#### [To do]
Please rewrite the rows from the line containing "If you could place a marker on the night" through the end of the rows, replacing "place a marker on" with "mark" and leaving everything else unchanged. Give only those lines.

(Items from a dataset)

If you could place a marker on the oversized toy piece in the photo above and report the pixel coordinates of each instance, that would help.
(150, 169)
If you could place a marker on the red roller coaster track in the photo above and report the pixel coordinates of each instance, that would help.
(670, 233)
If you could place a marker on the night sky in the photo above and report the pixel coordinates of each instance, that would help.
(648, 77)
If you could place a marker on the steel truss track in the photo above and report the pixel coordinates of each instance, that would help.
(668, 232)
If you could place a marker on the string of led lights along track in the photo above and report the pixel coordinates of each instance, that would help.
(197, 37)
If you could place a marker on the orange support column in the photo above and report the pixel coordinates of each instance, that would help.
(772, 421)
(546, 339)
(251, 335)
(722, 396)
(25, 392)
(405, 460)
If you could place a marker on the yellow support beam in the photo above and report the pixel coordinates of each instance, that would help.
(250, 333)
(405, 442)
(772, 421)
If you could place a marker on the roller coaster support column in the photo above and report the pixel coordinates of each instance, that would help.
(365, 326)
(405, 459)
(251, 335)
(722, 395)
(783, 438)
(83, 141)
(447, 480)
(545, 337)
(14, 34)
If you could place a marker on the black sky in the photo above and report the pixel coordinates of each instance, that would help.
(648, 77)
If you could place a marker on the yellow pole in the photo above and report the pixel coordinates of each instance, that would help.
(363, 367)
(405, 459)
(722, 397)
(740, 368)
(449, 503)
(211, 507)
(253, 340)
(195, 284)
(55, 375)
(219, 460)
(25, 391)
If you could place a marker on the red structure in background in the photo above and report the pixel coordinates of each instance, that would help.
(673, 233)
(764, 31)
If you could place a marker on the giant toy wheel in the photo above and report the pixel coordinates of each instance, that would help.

#### [Output for this task]
If you could mark the night sky in the photo above and report the pixel coordinates of each instance, that would help.
(648, 77)
If you could mark the steel truss track in the photo above and report the pixel coordinates of each instance, that would help.
(668, 232)
If you could mark the string of led lights along track in the photo above and report the pixel coordinates of each instance, that would help.
(197, 37)
If you could mark the orange support column in the photo above and report the pixel coordinates of each instance, that would help.
(772, 421)
(546, 339)
(251, 335)
(722, 396)
(25, 392)
(405, 460)
If you could mark the yellow support beam in the photo above and report the pixel coordinates of each instance, that would help.
(250, 333)
(405, 442)
(772, 421)
If you could mark the roller coaster support column in the photo above and report the pixel coordinates of each instance, that would help.
(365, 326)
(405, 459)
(251, 335)
(722, 395)
(783, 438)
(83, 141)
(447, 480)
(545, 337)
(14, 34)
If you could mark the black sky in the photo above and report the pixel coordinates of each instance, that would help.
(648, 77)
If you could mark the yellow pole in the photo above and report the pixel coordinates of each instance, that would help.
(363, 367)
(405, 459)
(722, 397)
(740, 368)
(449, 503)
(211, 507)
(253, 340)
(195, 284)
(55, 375)
(219, 460)
(25, 391)
If you could mark the red structure in background in the photo above and report the pixel coordinates of each instance, that would help.
(673, 233)
(764, 31)
If you could mark the giant toy wheel in the photo above and report the pixel coordinates of each instance, that would help.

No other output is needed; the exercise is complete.